- [PROMPT]
Among the lines of the records, find all that carry the word "marking" and copy them.

---*---

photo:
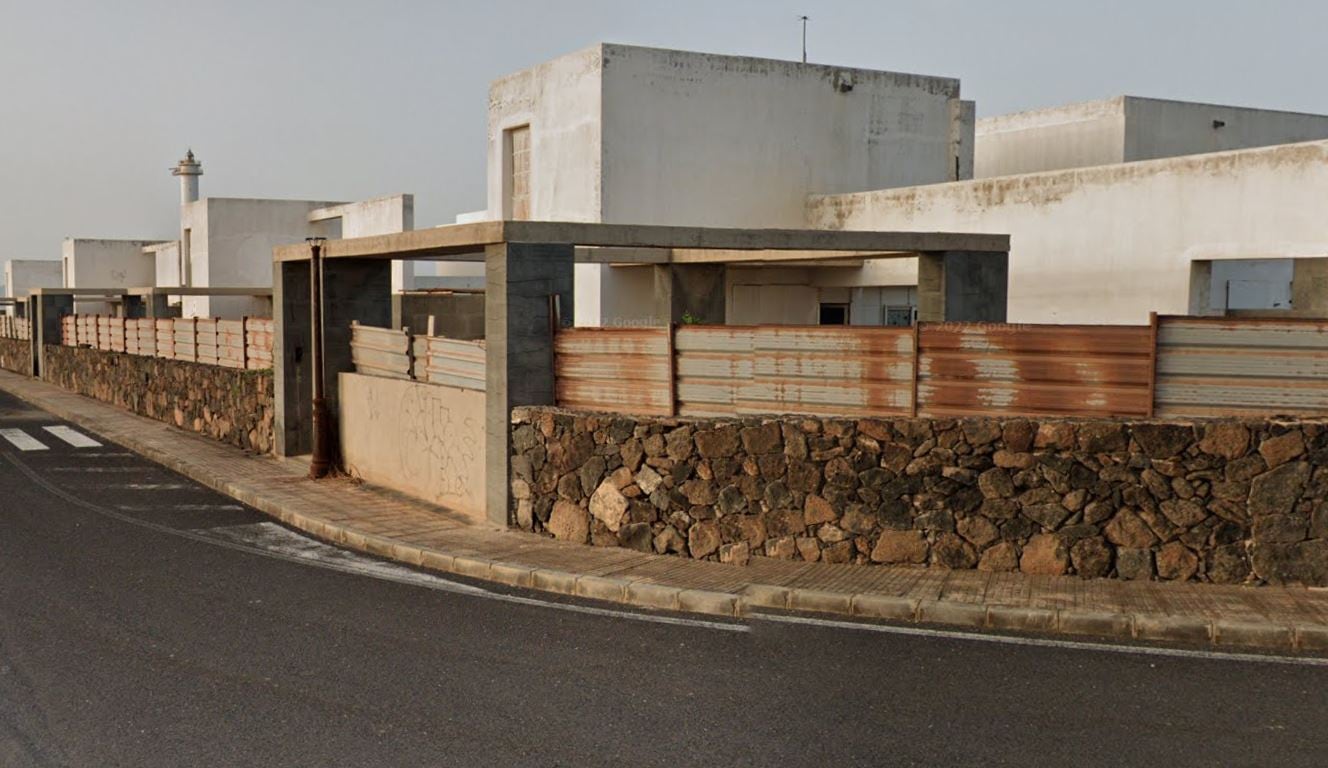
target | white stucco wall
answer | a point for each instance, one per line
(628, 134)
(1110, 243)
(1071, 136)
(561, 102)
(376, 217)
(231, 247)
(105, 263)
(1125, 129)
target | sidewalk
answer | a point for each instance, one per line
(384, 524)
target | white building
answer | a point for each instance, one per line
(23, 275)
(1194, 234)
(1129, 129)
(227, 243)
(624, 134)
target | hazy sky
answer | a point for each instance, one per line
(339, 100)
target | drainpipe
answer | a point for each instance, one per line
(322, 459)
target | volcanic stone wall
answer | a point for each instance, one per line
(226, 404)
(1218, 501)
(16, 355)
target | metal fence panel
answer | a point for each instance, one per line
(979, 368)
(624, 370)
(1247, 367)
(380, 351)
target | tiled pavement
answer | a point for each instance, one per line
(388, 525)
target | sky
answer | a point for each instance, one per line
(339, 100)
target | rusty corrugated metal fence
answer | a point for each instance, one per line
(397, 354)
(1247, 367)
(1173, 367)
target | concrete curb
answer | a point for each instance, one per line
(756, 597)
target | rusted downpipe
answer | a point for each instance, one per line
(322, 457)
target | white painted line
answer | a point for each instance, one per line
(21, 440)
(278, 541)
(1044, 642)
(72, 437)
(181, 508)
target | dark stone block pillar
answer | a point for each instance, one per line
(960, 286)
(519, 282)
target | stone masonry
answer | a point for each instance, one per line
(225, 404)
(1213, 501)
(16, 355)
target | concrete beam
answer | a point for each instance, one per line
(691, 294)
(292, 383)
(48, 311)
(469, 238)
(963, 287)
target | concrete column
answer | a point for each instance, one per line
(149, 306)
(353, 290)
(960, 286)
(519, 279)
(291, 370)
(47, 311)
(693, 291)
(1310, 287)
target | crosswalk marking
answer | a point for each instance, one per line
(21, 440)
(72, 437)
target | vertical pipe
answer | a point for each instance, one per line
(320, 460)
(913, 391)
(1153, 363)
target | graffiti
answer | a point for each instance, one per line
(421, 439)
(440, 443)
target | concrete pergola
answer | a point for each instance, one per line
(529, 291)
(48, 306)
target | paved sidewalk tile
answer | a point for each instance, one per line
(391, 525)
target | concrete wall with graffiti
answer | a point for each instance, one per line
(424, 440)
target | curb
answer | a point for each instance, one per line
(756, 597)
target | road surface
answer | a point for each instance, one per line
(149, 622)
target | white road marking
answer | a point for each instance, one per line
(72, 437)
(102, 469)
(1044, 642)
(182, 508)
(21, 440)
(288, 545)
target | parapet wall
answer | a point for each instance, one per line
(226, 404)
(1211, 501)
(16, 355)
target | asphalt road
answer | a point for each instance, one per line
(149, 622)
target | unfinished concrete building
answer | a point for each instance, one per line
(626, 134)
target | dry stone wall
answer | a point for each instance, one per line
(1219, 501)
(16, 355)
(226, 404)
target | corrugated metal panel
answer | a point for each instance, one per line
(380, 351)
(182, 335)
(165, 338)
(978, 368)
(733, 370)
(450, 362)
(1242, 367)
(623, 370)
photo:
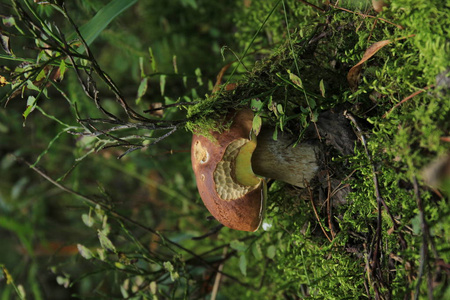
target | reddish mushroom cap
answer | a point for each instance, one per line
(235, 205)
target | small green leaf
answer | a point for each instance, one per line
(105, 242)
(152, 59)
(119, 265)
(87, 220)
(280, 109)
(238, 245)
(142, 89)
(322, 88)
(198, 73)
(271, 251)
(8, 21)
(64, 281)
(62, 69)
(243, 264)
(85, 252)
(174, 62)
(296, 80)
(257, 252)
(101, 254)
(275, 134)
(170, 268)
(256, 105)
(257, 124)
(162, 84)
(312, 103)
(31, 105)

---*---

- [ANSWER TO THE PROBLEM]
target | crosswalk marking
target | white road marking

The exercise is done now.